* Start Text *

We use a TrueType font (like Malgun Gothic) to render images of Hangul syllables and compute their bounding boxes. Each image is saved along with Jamo annotations in JSON.

generate_korean_chars.py

from PIL import Image, ImageDraw, ImageFont
import os
import json
from typing import Tuple, Dict
import numpy as np
def find_char_bounds(img_array):
    """Find the actual character boundaries in the image"""
    # Convert RGB to grayscale and then to binary (black and white)
    if len(img_array.shape) == 3:
        gray = np.mean(img_array, axis=2)
    else:
        gray = img_array
    
    # Find non-white pixels (assuming white background)
    y_nonzero, x_nonzero = np.nonzero(gray < 245)  # Allow some tolerance for anti-aliasing
    
    if len(x_nonzero) == 0 or len(y_nonzero) == 0:
        return None
    
    # Get bounds
    left = int(np.min(x_nonzero))
    right = int(np.max(x_nonzero))
    top = int(np.min(y_nonzero))
    bottom = int(np.max(y_nonzero))
    
    return left, top, right, bottom
def decompose_hangul(char: str) -> Tuple[str, str, str]:
    """Decompose a Hangul character into its Jamo components (초성, 중성, 종성)"""
    if len(char) != 1:
        raise ValueError("Input must be a single character")

* End Text *
* Start Data rows *

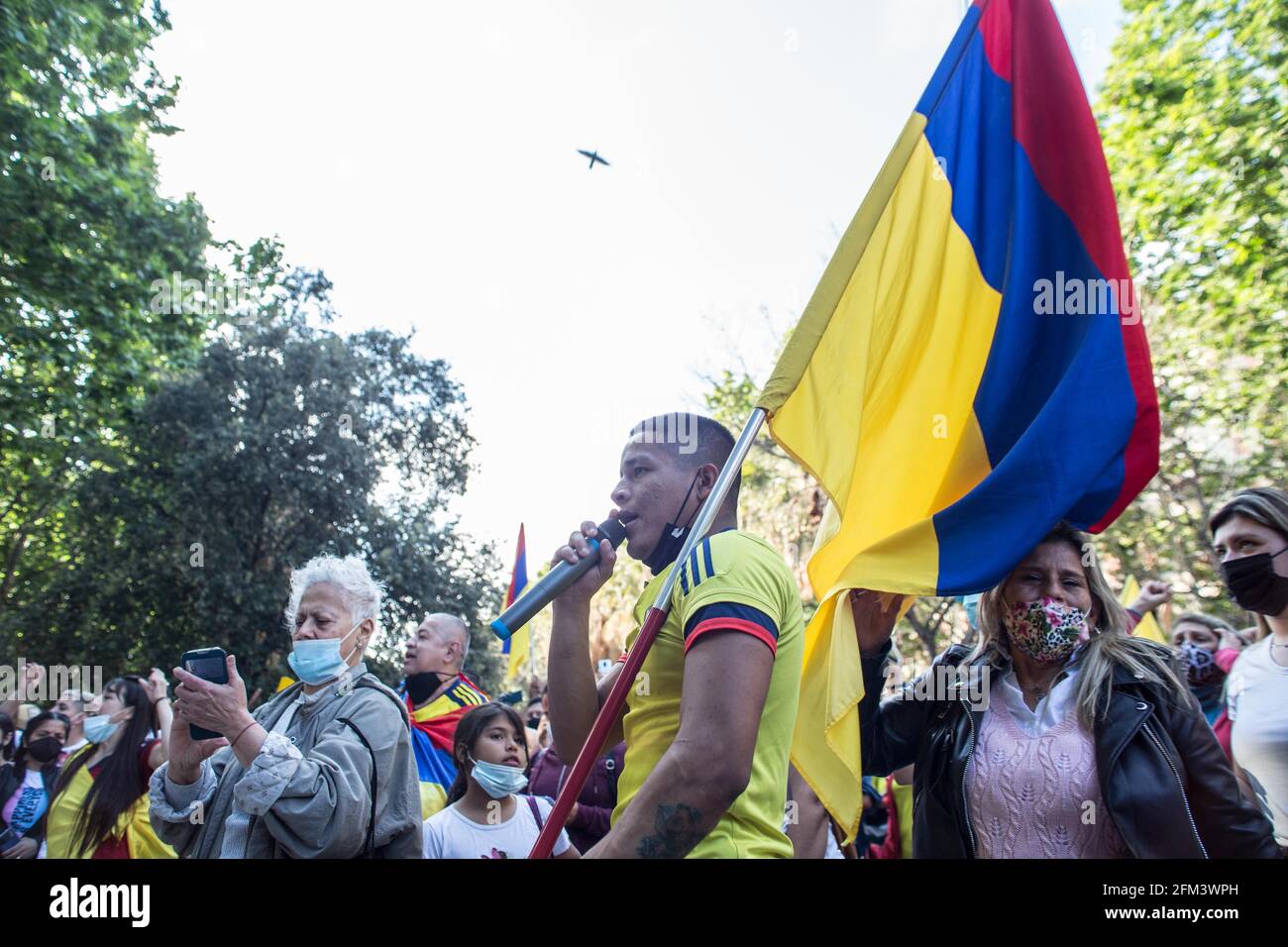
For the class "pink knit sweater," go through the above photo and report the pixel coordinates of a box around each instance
[966,694,1130,858]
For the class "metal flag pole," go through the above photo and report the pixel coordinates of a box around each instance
[528,407,765,858]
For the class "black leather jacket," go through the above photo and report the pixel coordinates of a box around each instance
[859,643,1280,858]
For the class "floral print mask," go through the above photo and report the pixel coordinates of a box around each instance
[1002,595,1090,663]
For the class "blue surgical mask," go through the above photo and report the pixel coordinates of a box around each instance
[469,756,528,798]
[286,618,366,686]
[84,714,121,743]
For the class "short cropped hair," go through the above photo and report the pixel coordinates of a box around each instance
[631,412,742,501]
[286,556,385,630]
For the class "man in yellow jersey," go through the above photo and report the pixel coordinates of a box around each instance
[549,415,804,858]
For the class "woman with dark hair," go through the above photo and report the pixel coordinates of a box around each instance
[424,702,579,858]
[0,710,72,858]
[851,524,1278,858]
[1169,612,1243,759]
[1208,487,1288,852]
[48,669,175,858]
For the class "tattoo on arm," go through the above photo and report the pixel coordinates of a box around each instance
[636,802,705,858]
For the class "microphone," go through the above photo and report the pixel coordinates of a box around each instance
[492,519,626,639]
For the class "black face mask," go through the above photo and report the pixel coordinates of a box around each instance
[407,672,456,703]
[1221,546,1288,614]
[27,737,63,766]
[643,474,698,576]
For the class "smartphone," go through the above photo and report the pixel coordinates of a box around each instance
[179,648,228,740]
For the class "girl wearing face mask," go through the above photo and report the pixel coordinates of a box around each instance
[48,670,175,858]
[1172,612,1243,759]
[1208,487,1288,853]
[424,702,579,858]
[0,710,72,858]
[853,524,1278,858]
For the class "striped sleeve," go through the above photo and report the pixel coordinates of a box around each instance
[684,601,778,655]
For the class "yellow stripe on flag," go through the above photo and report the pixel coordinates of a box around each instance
[759,124,1001,839]
[505,625,531,679]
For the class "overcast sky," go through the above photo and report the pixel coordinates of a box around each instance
[155,0,1121,574]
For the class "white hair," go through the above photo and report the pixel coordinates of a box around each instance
[286,556,385,630]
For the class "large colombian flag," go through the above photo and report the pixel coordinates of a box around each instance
[501,523,531,678]
[759,0,1158,836]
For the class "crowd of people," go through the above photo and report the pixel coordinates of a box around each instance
[0,419,1288,858]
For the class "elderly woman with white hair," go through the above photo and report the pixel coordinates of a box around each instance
[150,556,421,858]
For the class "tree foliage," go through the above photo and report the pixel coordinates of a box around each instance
[1098,0,1288,618]
[0,0,209,612]
[0,243,499,688]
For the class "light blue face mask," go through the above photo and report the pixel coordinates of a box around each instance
[84,714,121,743]
[469,756,528,798]
[286,618,366,686]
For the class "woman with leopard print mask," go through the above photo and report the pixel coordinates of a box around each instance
[851,524,1278,858]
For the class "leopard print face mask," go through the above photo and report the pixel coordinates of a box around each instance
[1002,596,1090,663]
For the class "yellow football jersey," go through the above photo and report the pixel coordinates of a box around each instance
[613,530,805,858]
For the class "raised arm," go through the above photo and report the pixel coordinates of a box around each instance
[546,520,622,762]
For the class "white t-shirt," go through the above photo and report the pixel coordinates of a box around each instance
[1225,637,1288,845]
[422,796,572,858]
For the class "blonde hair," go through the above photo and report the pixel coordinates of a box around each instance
[1208,487,1288,638]
[967,523,1188,729]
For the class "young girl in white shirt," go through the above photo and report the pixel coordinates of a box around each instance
[424,702,579,858]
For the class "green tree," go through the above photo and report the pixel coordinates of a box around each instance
[0,243,499,688]
[1098,0,1288,618]
[0,0,209,613]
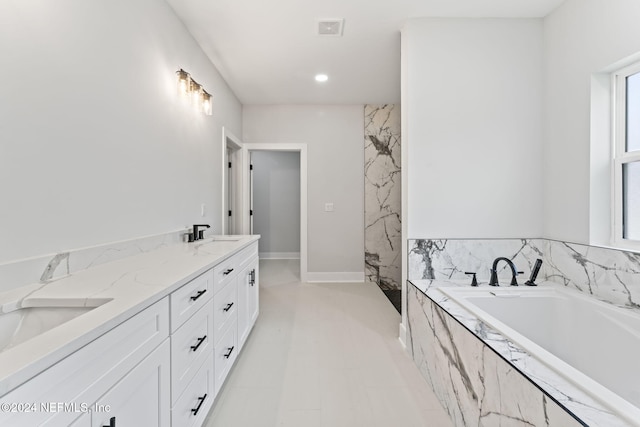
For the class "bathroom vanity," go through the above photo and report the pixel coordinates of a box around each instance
[0,236,259,427]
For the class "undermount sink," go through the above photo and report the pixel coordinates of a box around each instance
[0,299,109,352]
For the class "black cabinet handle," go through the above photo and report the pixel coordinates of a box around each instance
[191,335,207,351]
[191,289,207,301]
[191,393,207,415]
[224,345,235,359]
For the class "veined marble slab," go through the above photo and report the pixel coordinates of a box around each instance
[408,239,640,309]
[364,104,402,290]
[0,236,260,395]
[407,280,631,427]
[0,229,187,292]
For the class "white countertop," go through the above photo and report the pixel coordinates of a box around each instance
[0,236,260,396]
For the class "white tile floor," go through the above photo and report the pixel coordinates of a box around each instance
[205,260,452,427]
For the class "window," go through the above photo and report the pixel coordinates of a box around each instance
[612,63,640,248]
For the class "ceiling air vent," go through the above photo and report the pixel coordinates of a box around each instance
[318,19,344,37]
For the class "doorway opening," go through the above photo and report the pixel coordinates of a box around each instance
[241,144,307,282]
[220,128,244,234]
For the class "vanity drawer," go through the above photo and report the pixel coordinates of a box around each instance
[213,255,240,294]
[213,321,238,394]
[171,299,213,403]
[171,353,216,427]
[213,281,238,345]
[171,270,213,332]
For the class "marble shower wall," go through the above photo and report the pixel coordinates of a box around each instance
[0,229,187,292]
[408,239,640,309]
[364,104,402,290]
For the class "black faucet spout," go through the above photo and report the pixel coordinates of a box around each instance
[193,224,211,241]
[489,257,519,286]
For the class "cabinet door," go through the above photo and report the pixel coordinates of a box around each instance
[238,258,258,348]
[91,339,171,427]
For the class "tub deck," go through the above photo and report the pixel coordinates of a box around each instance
[407,280,640,427]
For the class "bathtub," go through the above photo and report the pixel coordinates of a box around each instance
[439,286,640,426]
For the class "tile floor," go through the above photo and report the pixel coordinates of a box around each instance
[205,260,452,427]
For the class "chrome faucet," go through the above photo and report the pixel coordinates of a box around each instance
[489,257,522,286]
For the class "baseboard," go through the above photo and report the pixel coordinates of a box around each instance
[258,252,300,259]
[307,271,364,283]
[398,323,407,351]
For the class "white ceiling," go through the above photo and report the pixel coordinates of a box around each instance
[168,0,564,104]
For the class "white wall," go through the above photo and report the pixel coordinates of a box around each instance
[251,151,300,257]
[543,0,640,244]
[0,0,242,262]
[402,18,542,238]
[243,105,364,277]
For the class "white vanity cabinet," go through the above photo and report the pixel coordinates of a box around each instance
[91,339,171,427]
[213,242,258,395]
[0,298,169,427]
[0,241,259,427]
[171,269,215,427]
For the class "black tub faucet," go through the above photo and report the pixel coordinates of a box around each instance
[189,224,211,242]
[489,257,522,286]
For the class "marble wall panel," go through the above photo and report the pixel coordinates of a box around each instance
[408,239,640,309]
[364,104,402,290]
[407,286,583,427]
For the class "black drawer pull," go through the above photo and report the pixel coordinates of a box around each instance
[191,393,207,415]
[191,335,207,351]
[191,289,207,301]
[224,345,235,359]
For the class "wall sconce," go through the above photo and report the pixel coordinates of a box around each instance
[176,68,191,96]
[176,68,213,116]
[202,89,213,116]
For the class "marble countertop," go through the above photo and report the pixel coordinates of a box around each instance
[0,236,260,395]
[409,279,632,427]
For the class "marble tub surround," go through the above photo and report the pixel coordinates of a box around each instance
[0,236,259,395]
[364,104,402,291]
[408,239,640,309]
[0,228,187,292]
[407,280,637,427]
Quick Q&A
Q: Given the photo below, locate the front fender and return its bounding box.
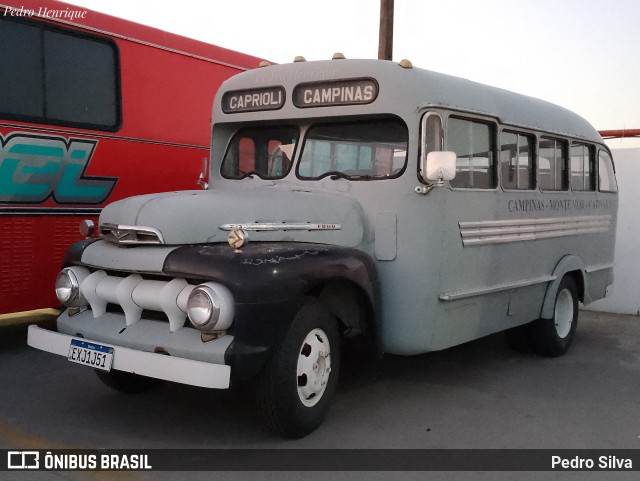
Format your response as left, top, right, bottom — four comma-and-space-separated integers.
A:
163, 242, 377, 379
163, 242, 377, 304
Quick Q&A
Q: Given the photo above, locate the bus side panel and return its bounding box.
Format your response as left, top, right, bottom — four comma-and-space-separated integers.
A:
433, 189, 617, 349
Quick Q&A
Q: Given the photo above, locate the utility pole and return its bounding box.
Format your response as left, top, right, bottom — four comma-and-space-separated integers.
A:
378, 0, 393, 60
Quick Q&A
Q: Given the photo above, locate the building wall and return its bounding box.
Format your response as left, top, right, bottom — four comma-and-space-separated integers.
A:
587, 148, 640, 316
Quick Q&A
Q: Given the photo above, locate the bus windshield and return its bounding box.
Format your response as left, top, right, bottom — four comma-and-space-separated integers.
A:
298, 118, 409, 180
221, 126, 299, 179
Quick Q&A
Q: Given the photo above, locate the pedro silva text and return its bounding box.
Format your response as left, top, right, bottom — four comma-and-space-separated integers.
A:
551, 456, 633, 470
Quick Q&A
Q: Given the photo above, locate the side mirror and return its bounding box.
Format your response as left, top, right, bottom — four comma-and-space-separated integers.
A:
420, 151, 457, 184
197, 157, 209, 190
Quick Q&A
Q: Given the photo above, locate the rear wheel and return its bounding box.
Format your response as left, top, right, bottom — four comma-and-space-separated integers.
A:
257, 299, 340, 438
95, 369, 162, 394
530, 276, 578, 357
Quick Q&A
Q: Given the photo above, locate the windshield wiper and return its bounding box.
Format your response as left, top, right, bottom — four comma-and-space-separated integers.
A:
329, 171, 375, 180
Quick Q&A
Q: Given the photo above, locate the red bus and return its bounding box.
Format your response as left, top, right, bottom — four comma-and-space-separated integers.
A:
0, 0, 260, 320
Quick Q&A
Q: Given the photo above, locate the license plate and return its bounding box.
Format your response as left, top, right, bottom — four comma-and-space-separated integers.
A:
67, 339, 113, 371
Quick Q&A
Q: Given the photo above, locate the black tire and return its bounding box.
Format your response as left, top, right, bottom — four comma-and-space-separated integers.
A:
95, 369, 162, 394
257, 299, 340, 439
530, 276, 578, 357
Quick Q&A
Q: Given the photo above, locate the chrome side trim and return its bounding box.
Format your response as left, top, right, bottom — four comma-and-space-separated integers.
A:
459, 215, 611, 247
439, 276, 557, 301
100, 224, 164, 245
584, 264, 613, 274
219, 222, 342, 232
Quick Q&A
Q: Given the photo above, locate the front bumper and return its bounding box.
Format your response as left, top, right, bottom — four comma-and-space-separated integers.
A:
27, 325, 231, 389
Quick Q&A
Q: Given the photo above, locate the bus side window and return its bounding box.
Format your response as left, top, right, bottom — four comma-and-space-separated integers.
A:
538, 137, 569, 190
598, 150, 618, 192
571, 143, 596, 191
445, 117, 496, 189
0, 17, 121, 132
500, 132, 535, 190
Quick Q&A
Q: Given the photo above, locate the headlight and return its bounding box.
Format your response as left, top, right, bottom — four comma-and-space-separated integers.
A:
187, 282, 234, 332
56, 267, 89, 307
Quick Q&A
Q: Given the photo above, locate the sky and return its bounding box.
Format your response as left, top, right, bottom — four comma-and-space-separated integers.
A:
67, 0, 640, 148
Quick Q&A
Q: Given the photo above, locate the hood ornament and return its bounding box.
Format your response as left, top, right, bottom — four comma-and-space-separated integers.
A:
227, 229, 249, 250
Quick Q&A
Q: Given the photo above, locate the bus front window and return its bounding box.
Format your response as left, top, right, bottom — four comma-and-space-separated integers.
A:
298, 119, 409, 180
221, 126, 299, 179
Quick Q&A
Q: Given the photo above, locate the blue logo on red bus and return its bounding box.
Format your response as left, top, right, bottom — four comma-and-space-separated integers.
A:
0, 134, 118, 205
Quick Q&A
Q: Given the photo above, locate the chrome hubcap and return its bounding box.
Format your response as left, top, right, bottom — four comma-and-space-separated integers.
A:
296, 329, 331, 407
553, 289, 573, 339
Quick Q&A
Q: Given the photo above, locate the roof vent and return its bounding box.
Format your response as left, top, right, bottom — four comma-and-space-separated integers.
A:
398, 58, 413, 68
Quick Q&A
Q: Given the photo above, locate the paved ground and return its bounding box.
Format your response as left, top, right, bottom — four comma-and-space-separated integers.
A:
0, 311, 640, 481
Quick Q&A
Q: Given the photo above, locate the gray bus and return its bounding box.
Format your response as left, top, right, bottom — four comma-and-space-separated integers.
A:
29, 59, 618, 437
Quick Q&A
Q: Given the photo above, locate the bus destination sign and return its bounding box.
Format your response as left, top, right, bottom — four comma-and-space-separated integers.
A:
293, 78, 378, 108
222, 87, 285, 114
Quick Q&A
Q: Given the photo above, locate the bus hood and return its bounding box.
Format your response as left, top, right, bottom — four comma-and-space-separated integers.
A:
100, 188, 364, 247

* End Data rows *

## Goal 1
In the Hangul rendering text, write out the passage starting at "y_nonzero, x_nonzero = np.nonzero(gray" and ending at "bottom = int(np.max(y_nonzero))", changing "x_nonzero" to "col_indices" throughout.
## Goal 2
According to the Hangul rendering text, what does the function find_char_bounds return when the image has no non-white pixels?
## Goal 3
Translate this sentence from the Hangul rendering text into Spanish: "Each image is saved along with Jamo annotations in JSON."

## Exercise output 1
y_nonzero, col_indices = np.nonzero(gray < 245)  # Allow some tolerance for anti-aliasing
    
    if len(col_indices) == 0 or len(y_nonzero) == 0:
        return None
    
    # Get bounds
    left = int(np.min(col_indices))
    right = int(np.max(col_indices))
    top = int(np.min(y_nonzero))
    bottom = int(np.max(y_nonzero))

## Exercise output 2
It returns None.

## Exercise output 3
Cada imagen se guarda junto con anotaciones de Jamo en JSON.